§ INFORMATION SHOWN:
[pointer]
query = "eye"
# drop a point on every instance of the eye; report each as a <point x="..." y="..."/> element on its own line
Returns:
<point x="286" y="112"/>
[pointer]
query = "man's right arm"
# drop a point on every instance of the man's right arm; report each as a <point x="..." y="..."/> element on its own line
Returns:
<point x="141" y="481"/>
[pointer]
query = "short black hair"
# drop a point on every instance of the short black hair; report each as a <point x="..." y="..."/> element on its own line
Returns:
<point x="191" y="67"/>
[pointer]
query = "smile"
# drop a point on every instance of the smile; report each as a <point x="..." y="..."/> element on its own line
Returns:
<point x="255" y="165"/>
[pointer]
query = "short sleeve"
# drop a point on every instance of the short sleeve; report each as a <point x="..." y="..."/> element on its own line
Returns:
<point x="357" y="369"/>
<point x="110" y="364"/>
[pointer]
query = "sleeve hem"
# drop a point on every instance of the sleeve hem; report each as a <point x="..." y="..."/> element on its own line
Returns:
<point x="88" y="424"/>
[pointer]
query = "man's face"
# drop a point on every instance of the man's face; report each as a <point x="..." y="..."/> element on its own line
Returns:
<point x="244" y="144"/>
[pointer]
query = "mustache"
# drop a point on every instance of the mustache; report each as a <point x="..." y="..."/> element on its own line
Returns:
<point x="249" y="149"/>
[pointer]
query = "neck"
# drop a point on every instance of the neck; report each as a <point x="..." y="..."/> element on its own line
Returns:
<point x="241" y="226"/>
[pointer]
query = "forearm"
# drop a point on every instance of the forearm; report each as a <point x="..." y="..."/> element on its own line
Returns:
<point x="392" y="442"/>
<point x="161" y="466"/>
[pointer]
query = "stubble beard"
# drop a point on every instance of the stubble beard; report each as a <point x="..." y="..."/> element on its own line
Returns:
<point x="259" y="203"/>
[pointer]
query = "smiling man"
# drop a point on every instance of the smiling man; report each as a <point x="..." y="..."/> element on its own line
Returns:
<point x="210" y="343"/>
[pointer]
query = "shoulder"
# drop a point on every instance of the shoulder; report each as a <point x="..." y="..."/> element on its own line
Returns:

§ TASK DETAILS: Count the lines of the data above that contain the string "short", treating uppercase and lowercase as different. Reply with the number alone.

§ TASK OUTPUT: 4